• [EXERCISE TASKS]
1) Do these statements agree with the lesson on conditional statements in R below? For each, answer yes or no and quote the words of the lesson that decide it.
(a) When the test expression of an if statement is FALSE, nothing happens.
(b) The Complete Journey customer transaction data is used to illustrate control tasks.
(c) Control statements can be performed only with base R functions.
2) From the lesson on conditional statements in R below, write out the passage from "2. Add multiple" up to and including "library(tidyverse)", with no changes.
3) Write the next part of the lesson on conditional statements in R below, going on from the point where it stops.

:: SELECTED EXCERPT ::

22 Lesson 6a: Conditional statements

Conditional statements are a key part of any programming language. Their purpose is to evaluate if some condition holds and then execute a particular task depending on the result. In this lesson we’ll perform some basic if and if-else conditional assessments and then build on those by adding multiple conditional assessments and also look at vectorized approaches.


22.1 Learning objectives

By the end of this lesson you will be able to:

  1. Apply basic if and if...else statements.
  2. Add multiple conditional assessments.
  3. Apply non-vectorized and vectorized conditional statements.
  4. Incorporate these approaches for data mining data frames.

22.2 Prerequisites

Many base R functions exist to perform control statements; however, we can also perform extensions of control statements using functions in the tidyverse package.

library(tidyverse)

To illustrate various control tasks we will use the Complete Journey customer transaction data.

transactions <- completejourney::transactions_sample

22.3 if statement

The conditional if statement is used to test an expression. If the test_expression is TRUE, the statement gets executed. But if it’s FALSE, nothing happens.

# syntax of if statement
if (test_expression) {
   statement
}

Say, for example, that we want R to print a message depending on the value of x:

set.seed(10)
x <- runif(1)

If the condition is TRUE then the statement within the brackets is executed:

if (x > .5) {
  paste("x equals", round(x, 2), "which is greater than 0.5")
}
## [1] "x equals 0.51 which is greater than 0.5"

However, if the condition is FALSE then the statement is not executed:

if (x > .7) {
  paste("x equals", round(x, 2), "which is greater than 0.7")

:::
:: LISTED RECORDS ::

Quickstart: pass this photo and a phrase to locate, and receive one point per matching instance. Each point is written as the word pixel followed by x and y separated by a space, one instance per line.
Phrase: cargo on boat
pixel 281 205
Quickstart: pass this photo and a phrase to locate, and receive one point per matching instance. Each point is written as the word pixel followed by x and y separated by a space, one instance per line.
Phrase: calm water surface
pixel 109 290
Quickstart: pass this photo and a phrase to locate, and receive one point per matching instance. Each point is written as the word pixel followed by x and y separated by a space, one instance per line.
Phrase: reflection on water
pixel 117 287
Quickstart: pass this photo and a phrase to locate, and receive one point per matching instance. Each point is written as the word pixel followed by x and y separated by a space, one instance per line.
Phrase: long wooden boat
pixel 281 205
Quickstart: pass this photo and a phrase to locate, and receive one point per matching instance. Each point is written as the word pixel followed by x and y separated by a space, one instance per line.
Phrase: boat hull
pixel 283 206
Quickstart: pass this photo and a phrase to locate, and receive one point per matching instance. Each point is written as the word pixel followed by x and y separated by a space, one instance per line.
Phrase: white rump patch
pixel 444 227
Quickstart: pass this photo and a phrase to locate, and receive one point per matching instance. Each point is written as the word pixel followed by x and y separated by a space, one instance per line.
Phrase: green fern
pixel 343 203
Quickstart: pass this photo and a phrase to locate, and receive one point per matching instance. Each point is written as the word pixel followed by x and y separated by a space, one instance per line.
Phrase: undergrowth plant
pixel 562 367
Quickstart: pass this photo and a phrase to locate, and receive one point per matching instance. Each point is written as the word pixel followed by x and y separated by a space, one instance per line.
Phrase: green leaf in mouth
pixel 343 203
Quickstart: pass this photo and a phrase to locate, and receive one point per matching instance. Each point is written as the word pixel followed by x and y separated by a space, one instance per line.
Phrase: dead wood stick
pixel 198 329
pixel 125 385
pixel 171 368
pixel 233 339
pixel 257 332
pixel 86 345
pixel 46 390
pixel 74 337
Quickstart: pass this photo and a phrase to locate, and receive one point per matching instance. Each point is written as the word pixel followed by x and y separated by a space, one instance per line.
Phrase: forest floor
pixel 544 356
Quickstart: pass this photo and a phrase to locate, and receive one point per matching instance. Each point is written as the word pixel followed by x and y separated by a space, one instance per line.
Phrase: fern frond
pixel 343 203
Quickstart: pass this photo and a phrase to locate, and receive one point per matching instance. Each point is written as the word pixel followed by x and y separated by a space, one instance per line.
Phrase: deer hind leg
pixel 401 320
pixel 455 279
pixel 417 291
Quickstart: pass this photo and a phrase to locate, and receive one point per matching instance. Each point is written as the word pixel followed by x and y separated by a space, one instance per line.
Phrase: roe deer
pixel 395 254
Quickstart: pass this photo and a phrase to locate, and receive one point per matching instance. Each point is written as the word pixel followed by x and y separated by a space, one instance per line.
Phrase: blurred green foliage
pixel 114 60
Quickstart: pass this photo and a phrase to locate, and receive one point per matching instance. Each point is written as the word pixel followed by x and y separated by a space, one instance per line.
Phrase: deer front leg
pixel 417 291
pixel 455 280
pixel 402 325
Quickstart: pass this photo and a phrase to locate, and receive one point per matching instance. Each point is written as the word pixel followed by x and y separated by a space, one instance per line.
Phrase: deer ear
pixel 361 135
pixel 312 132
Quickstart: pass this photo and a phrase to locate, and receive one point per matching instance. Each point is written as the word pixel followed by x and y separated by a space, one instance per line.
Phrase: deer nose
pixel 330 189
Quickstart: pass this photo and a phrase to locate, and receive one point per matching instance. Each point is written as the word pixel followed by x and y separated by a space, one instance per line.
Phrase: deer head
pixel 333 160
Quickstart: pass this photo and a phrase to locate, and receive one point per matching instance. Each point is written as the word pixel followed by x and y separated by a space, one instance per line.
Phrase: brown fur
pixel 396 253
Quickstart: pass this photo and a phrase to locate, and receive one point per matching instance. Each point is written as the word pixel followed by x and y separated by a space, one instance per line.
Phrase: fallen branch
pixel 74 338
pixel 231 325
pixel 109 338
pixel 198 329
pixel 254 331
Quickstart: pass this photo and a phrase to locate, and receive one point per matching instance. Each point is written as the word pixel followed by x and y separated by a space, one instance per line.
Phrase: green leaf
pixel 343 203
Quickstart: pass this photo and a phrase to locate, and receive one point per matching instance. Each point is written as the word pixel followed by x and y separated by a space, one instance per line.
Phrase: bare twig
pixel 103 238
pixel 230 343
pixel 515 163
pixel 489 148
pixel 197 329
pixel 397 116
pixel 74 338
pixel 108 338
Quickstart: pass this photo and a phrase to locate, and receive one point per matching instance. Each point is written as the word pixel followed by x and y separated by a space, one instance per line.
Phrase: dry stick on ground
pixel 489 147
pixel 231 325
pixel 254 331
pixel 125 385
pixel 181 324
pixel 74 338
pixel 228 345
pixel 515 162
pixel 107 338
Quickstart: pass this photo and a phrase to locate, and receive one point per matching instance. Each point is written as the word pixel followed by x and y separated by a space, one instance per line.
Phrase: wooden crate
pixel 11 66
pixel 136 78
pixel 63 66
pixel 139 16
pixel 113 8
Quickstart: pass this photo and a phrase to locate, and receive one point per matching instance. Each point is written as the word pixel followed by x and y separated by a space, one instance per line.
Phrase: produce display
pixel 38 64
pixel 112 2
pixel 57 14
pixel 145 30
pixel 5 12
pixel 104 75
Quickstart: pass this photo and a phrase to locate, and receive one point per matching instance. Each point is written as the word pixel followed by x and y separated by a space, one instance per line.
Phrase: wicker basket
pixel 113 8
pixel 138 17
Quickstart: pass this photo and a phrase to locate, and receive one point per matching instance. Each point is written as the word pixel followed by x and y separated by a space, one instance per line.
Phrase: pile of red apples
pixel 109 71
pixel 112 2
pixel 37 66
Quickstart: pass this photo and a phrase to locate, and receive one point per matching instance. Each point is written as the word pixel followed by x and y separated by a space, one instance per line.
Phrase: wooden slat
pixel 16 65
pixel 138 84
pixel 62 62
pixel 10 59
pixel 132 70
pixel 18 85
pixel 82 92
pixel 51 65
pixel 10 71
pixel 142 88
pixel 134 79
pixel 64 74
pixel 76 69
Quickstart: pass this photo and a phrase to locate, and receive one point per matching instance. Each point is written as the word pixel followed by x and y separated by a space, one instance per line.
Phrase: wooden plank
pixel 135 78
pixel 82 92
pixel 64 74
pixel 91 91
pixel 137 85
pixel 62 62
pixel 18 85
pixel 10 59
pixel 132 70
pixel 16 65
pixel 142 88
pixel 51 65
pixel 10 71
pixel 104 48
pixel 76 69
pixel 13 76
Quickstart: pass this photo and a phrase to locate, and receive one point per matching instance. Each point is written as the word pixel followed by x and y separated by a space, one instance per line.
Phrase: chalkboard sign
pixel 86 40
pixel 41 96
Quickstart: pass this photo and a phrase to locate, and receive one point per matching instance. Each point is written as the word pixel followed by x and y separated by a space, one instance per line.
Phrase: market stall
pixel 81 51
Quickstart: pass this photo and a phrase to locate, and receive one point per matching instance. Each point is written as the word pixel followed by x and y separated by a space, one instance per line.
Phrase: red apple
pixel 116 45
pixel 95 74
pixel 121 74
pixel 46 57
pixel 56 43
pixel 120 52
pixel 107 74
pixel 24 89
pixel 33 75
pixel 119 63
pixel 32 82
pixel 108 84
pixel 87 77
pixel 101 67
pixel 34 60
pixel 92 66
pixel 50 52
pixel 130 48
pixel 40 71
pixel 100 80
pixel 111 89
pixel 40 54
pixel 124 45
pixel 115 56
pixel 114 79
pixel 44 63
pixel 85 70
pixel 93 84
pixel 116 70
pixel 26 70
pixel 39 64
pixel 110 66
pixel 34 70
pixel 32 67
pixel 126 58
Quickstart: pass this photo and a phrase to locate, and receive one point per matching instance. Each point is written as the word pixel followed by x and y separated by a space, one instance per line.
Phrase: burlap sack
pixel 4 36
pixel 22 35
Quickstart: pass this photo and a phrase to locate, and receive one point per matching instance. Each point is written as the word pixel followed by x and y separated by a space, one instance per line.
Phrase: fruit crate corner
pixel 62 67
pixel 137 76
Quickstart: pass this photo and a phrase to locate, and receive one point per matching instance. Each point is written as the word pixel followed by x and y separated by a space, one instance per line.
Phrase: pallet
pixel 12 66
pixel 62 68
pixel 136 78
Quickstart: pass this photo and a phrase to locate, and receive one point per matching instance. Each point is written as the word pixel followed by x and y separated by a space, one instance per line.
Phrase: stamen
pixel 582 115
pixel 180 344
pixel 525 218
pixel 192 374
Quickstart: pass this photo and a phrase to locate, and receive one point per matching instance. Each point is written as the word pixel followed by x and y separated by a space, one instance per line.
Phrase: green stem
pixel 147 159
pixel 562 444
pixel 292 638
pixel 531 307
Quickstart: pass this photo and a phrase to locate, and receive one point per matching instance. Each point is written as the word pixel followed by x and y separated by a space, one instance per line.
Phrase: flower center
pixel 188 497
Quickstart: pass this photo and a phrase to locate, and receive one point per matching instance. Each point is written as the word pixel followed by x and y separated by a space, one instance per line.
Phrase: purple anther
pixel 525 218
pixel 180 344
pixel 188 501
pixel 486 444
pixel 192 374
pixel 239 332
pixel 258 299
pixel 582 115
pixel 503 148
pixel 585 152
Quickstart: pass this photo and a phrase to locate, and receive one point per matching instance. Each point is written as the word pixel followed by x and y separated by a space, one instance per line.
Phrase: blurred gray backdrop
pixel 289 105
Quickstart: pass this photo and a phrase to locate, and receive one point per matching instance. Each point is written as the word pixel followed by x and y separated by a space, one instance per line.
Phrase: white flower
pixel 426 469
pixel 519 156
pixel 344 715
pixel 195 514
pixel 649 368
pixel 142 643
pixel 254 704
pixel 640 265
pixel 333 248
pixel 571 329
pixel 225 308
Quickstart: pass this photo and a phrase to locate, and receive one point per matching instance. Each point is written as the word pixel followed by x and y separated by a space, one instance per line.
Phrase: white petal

:::

• [TASK-BY-TASK RESULTS]
1)
(a) Yes: "But if it’s FALSE, nothing happens."
(b) Yes: "To illustrate various control tasks we will use the Complete Journey customer transaction data."
(c) No: "however, we can also perform extensions of control statements using functions in the tidyverse package."

2)
2. Add multiple conditional assessments.
  3. Apply non-vectorized and vectorized conditional statements.
  4. Incorporate these approaches for data mining data frames.

22.2 Prerequisites

Many base R functions exist to perform control statements; however, we can also perform extensions of control statements using functions in the tidyverse package.

library(tidyverse)

3)
}

Now say you have a vector of values that you would like to test. One would think you would just perform the following; however, you can see that you will get an error:

x <- c(8, 3, -2, 5)

if (x < 0) {
  print("x contains a negative number")
}
## Error in if (x < 0) {: the condition has length > 1

This is because if() is not vectorized and it seeks to assess a single logical condition. To assess if a condition holds among multiple inputs, use any() or all().

any() looks to see if at least one value in the vector meets the condition:

any(x < 0)
## [1] TRUE

if(any(x < 0)) {
  print("x contains a negative number")
}
## [1] "x contains a negative number"

While all() looks to see if all values in the vector meets the condition:

all(x < 0)
## [1] FALSE

if (all(x < 0)) {
  print("x contains a negative number")
}

There are actually two ways to write this if statement; since the body of the statement is only one line you can write it with or without curly braces. I recommend getting in the habit of using curly braces, that way if you build onto if statements with additional functions in the body or add an else statement later you will not run into issues with unexpected code procedures.

# without curly braces
if(any(x < 0)) print("x contains negative numbers")
## [1] "x contains negative numbers"

# with curly braces produces same result
if (any(x < 0)) {
   print("x contains negative numbers")
}
## [1] "x contains negative numbers"


22.3.1 Knowledge check

Fill in the following code chunk so that:

  • If month has value 1-9 the file name printed out will be “data/Month-0X.csv”
  • What happens if the month value is 10-12?
month <- 4

if (month _____) {
  paste0("data/", "Month-0", month, ".csv")
}


22.4 ifelse statement

The conditional if...else statement is used to test an expression similar to the if statement. However, rather than nothing happening if the test_expression is FALSE, the else part of the function will be evaluated.

# syntax of if...else statement
if (test_expression) {
   statement 1
} else {
   statement 2
}

The following extends the if example illustrated in the previous section. Here, the if...else statement tests if any values in a vector are negative; if TRUE it produces one output and if FALSE it produces the else output.

# this test results in statement 1 being executed
x <- c(8, 3, -2, 5)

if (any(x < 0)) {
   print("x contains negative numbers")
} else {
   print("x contains all positive numbers")
}
## [1] "x contains negative numbers"

# this test results in statement 2 (or the else statement) being executed
y <- c(8, 3, 2, 5)

if (any(y < 0)) {
   print("y contains negative numbers")
} else {
   print("y contains all positive numbers")
}
## [1] "y contains all positive numbers"


22.4.1 Knowledge check

Fill in the following code chunk so that:

  • if month has value 1-9 the file name printed out will be “data/month-0X.csv”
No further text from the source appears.